TEXT PROVIDED:
=-=-=

Prefer where clauses over inline bounds when there are multiple constraints:

impl<Size, SizeGetter, HardlinksRecorder, Report>
    From<FsTreeBuilder<'a, Size, SizeGetter, HardlinksRecorder, Report>>
    for DataTree<OsStringDisplay, Size>
where
    Report: Reporter<Size> + Sync + ?Sized,
    Size: size::Size + Send + Sync,
    SizeGetter: GetSize<Size = Size> + Sync,
    HardlinksRecorder: RecordHardlinks<Size, Report> + Sync + ?Sized,

Error Handling

  • Use derive_more for error types. Only derive the traits that are actually used:
    • Display: derive when the type needs to be displayed (e.g., printed to stderr, used in format strings).
    • Error: derive when the type is used as a std::error::Error (e.g., as the error type in Result, or as a source of another error). Not all types with Display need Error.
    • A type that only needs formatting (not error handling) should derive Display without Error.
  • Minimize unwrap() in non-test code — use proper error propagation. unwrap() is acceptable in tests and for provably infallible operations (with a comment explaining why). When deliberately ignoring an error, use .ok() with a comment explaining why.
#[derive(Debug, Display, Error)]
#[non_exhaustive]
pub enum RuntimeError {
    #[display("SerializationFailure: {_0}")]
    SerializationFailure(serde_json::Error),
}

Conditional Test Skipping: #[cfg] vs #[cfg_attr(..., ignore)]

When a test cannot run under certain conditions (e.g., wrong platform), prefer #[cfg_attr(..., ignore)] over #[cfg(...)] to skip it. This way the test is still compiled on all configurations — catching type errors and regressions early — but simply skipped at runtime.

Use #[cfg] on tests only when the code cannot compile under the condition — for example, when the test references types, functions, or trait methods that are gated behind #[cfg] and do not exist on other platforms or feature sets.

Prefer including a reason string in the ignore attribute to explain why the test is skipped.

=-=-=

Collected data
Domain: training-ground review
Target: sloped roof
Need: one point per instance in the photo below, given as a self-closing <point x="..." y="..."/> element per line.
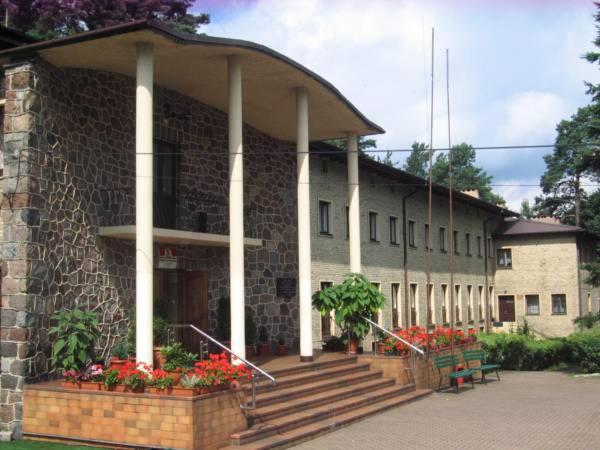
<point x="524" y="227"/>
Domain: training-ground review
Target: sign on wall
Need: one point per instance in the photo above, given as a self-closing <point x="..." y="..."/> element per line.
<point x="167" y="258"/>
<point x="286" y="287"/>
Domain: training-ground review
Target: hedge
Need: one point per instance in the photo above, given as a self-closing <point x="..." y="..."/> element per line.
<point x="522" y="352"/>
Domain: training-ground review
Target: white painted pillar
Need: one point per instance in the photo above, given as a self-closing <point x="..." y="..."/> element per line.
<point x="144" y="266"/>
<point x="353" y="204"/>
<point x="304" y="258"/>
<point x="236" y="207"/>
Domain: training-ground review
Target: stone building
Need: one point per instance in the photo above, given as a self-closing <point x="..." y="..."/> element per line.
<point x="539" y="277"/>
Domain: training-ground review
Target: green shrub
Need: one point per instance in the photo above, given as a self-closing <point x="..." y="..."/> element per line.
<point x="585" y="346"/>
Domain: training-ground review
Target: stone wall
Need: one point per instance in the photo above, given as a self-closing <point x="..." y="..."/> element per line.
<point x="69" y="168"/>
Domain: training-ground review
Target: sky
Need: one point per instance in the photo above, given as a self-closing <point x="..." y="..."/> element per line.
<point x="515" y="68"/>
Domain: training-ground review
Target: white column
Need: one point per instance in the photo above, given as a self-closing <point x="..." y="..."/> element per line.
<point x="143" y="203"/>
<point x="236" y="207"/>
<point x="304" y="261"/>
<point x="353" y="204"/>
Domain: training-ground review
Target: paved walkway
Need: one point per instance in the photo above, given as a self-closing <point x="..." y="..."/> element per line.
<point x="525" y="410"/>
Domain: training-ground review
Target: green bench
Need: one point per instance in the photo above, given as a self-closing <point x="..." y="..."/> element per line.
<point x="449" y="361"/>
<point x="478" y="355"/>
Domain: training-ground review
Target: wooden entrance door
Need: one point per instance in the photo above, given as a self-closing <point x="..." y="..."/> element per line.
<point x="193" y="306"/>
<point x="506" y="308"/>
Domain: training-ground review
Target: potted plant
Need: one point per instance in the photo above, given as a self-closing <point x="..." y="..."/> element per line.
<point x="250" y="330"/>
<point x="264" y="348"/>
<point x="177" y="359"/>
<point x="160" y="383"/>
<point x="76" y="333"/>
<point x="119" y="354"/>
<point x="281" y="347"/>
<point x="352" y="300"/>
<point x="110" y="379"/>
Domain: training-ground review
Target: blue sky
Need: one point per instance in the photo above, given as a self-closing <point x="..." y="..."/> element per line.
<point x="515" y="67"/>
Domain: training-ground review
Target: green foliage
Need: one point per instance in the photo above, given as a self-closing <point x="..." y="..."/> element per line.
<point x="76" y="333"/>
<point x="176" y="357"/>
<point x="250" y="327"/>
<point x="585" y="346"/>
<point x="516" y="351"/>
<point x="224" y="318"/>
<point x="351" y="300"/>
<point x="590" y="320"/>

=-=-=

REQUIRED ACTIONS:
a – Pick out each line in the records that contains the string "green", and copy those lines.
b – Extend the Rust coding guidelines with the next part, starting after their last sentence.

RESULTS BY TASK:
a –
Target: green shrub
Target: green bench
Target: green foliage

b –
// Good — test compiles everywhere, skipped at runtime on non-unix
#[test]
#[cfg_attr(not(unix), ignore = "only one path separator style is tested")]
fn unix_path_logic() { /* uses hardcoded unix paths but no unix-only types */ }

// Good — test CANNOT compile on non-unix (uses unix-only types)
#[cfg(unix)]
#[test]
fn block_size() { /* uses GetBlockSize which only exists on unix */ }

For tests that need to be skipped based on the runtime environment (e.g., running as root), use TEST_SKIP='test_name' instead of custom cfg flags. This avoids forcing a full recompilation just to skip a test.

Using pipe-trait

This codebase uses the pipe-trait crate extensively. The Pipe trait enables method-chaining through unary functions, keeping code in a natural left-to-right reading order. Import it as use pipe_trait::Pipe;.

Any callable that takes a single argument works with .pipe() — free functions, closures, newtype constructors, enum variant constructors, Some, Ok, Err, trait methods like From::from, etc. The guidance below applies equally to all of them.

When to use pipe

Chaining through a unary function at the end of an expression chain:

// Good — pipe keeps the chain flowing left-to-right
stats.ino().pipe(InodeNumber)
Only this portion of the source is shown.